**Description of the task**. In the blog post below, retype the passage from "Kitchen Aids" to "to relate to." word for word.

**Extract provided**.
• • •

Wednesday, December 19, 2012

Kitchen Aids

Some of you might know I used to have a paleo blog back in my Fresno days. Well today, I'm neither in Fresno nor am I really paleo but I had sort of revelation I wanted to share. Trust me, my writings are quite entertaining and easy to relate to.

I rolled out of bed this afternoon (don't judge) and did what I normally do. I hammered through all the cabinets in the kitchen, starred in the fridge, then stood at a standstill asking myself the golden question "what to eat?" After my kitchen parade, I sit down on the couch and grab my computer. "I'll just order delivery!" Which in my head is PIZZA. "Which pizza place should I order from?" "Maybe I'll get chinese" "I could just run to safeway and get a stuft crust" A dozen websites later I decided to bombard the kitchen again, hoping my magical meal has somehow made its way into my fridge. It hasn't. I stare at Atom's loaf of country buttermilk bread. All ingredients I'm a fan of. Butter, milk, bread, not so much country but you can't be perfect. "I'll make a bacon grilled cheese!" Only one piece of cheese. "PB&J!" Too sweet. "Ramen" Had it last night. I finally enter a stare down with a couple of sweet potatoes and we decided to tango. I cut and boil them, grab a couple of pieces of bacon from the fridge, 3 eggs and a big ol handful of spinach. 10 minutes later I've made myself a pretty healthy (mega paleo) meal.

• • •

Data excerpts:

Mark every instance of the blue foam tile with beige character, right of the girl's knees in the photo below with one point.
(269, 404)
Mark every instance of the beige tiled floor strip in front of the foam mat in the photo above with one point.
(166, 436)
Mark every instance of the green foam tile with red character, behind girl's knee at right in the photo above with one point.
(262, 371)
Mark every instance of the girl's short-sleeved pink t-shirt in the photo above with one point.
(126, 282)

• • •

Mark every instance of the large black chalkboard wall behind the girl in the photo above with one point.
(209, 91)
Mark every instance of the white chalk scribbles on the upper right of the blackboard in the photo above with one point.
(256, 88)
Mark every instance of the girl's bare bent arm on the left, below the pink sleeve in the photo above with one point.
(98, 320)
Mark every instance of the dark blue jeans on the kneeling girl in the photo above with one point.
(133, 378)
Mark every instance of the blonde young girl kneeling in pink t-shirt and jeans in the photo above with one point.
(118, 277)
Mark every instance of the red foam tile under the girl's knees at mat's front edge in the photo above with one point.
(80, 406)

• • •

**Task solution**.
Kitchen Aids

Some of you might know I used to have a paleo blog back in my Fresno days. Well today, I'm neither in Fresno nor am I really paleo but I had sort of revelation I wanted to share. Trust me, my writings are quite entertaining and easy to relate to.